▸ **Do this**
Revise the records below by changing every "description" to "caption" and keeping all other text unchanged. Leave the pictures out of your answer.

▸ **Provided records**
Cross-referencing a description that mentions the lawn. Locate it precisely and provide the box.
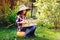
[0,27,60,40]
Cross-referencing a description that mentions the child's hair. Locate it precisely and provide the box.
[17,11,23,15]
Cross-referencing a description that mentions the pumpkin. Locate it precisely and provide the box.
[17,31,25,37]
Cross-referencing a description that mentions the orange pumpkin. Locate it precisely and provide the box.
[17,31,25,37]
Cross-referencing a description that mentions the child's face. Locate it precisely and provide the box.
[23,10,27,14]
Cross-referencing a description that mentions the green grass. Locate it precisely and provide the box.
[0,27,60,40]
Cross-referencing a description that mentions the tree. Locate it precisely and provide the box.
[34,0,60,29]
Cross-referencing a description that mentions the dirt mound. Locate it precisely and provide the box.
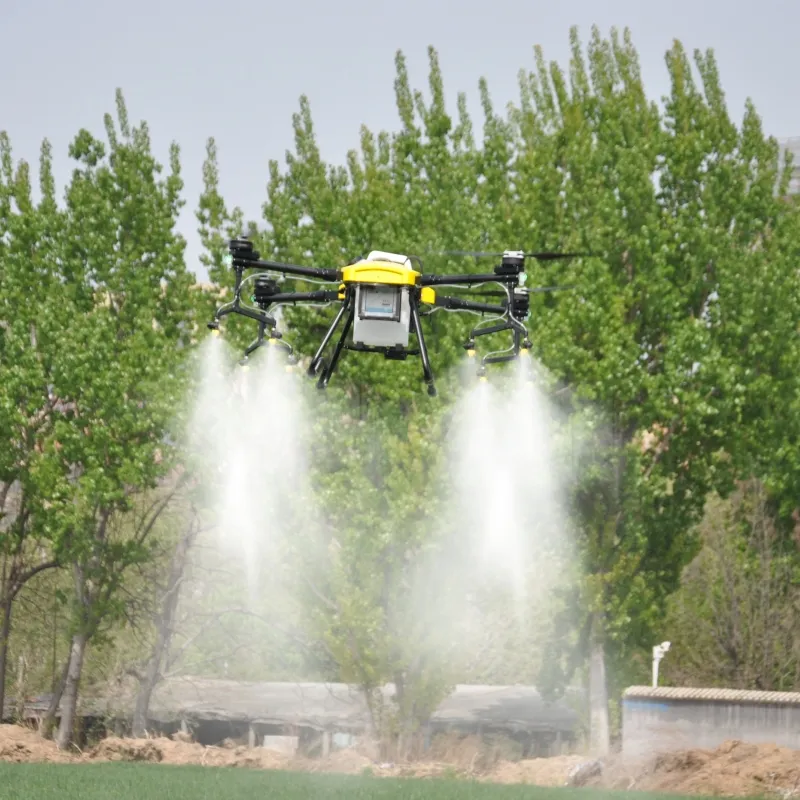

▸ **The reply**
Cross-referencing a caption that mentions the lawn. Locate it precisely and provide the box.
[0,27,60,40]
Cross-referencing a caption that mentions the child's hair. Locate it precisely and provide the box.
[17,11,23,15]
Cross-referencing a caption that mentions the pumpkin. Locate it precisely and provide the box.
[17,31,25,37]
Cross-referencing a caption that mentions the orange pumpkin. Locate it precisely and provide the box.
[17,31,25,37]
Cross-referencing a caption that mentions the child's face. Locate it precisely and provide the box.
[23,10,27,14]
Cross-referencing a caption that mentions the green grass. Locate it precisely and provide the box.
[0,27,60,40]
Cross-referencing a caption that mentions the tree. Locate it precisely and provide the box.
[34,0,60,29]
Cross-referencing a caption that mentions the dirt mound. Locate it precisely and provide the box.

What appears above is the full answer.